INPUT FOR THIS TASK =
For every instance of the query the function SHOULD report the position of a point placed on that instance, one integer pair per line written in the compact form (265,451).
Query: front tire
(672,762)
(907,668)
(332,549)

TASK GOAL = Reproduce the entries above word for word.

COMPLETE ANSWER =
For every instance of the query the function SHOULD report the position of a point placed on that instance, one integer pair per line written in the compact form (265,451).
Query: front tire
(672,762)
(907,668)
(332,549)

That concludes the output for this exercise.